Directions:
Update the entries below by changing every "record a point" to "mark a point" and leaving all other wording as it is.

····················

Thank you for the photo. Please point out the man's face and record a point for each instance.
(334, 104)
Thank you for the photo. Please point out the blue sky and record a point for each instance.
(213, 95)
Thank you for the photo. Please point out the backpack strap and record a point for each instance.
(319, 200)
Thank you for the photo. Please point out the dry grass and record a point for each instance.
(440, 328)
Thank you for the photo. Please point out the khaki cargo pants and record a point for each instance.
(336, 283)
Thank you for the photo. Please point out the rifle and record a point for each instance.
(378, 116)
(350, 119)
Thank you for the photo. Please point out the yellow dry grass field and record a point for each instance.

····················

Complete answer:
Thank you for the photo. Please point out the man's face and mark a point for each instance.
(334, 104)
Thank you for the photo. Please point out the blue sky and mark a point for each instance.
(213, 95)
Thank you for the photo. Please point out the backpack strap and mark a point for each instance.
(319, 200)
Thank you for the photo. Please point out the dry grass and mark a point for each instance.
(440, 328)
Thank you for the photo. Please point out the khaki cargo pants and mark a point for each instance.
(336, 283)
Thank you for the photo. Please point out the rifle and mark a point for each instance.
(378, 116)
(350, 119)
Thank you for the photo. Please point out the yellow dry grass field and mark a point for each instance.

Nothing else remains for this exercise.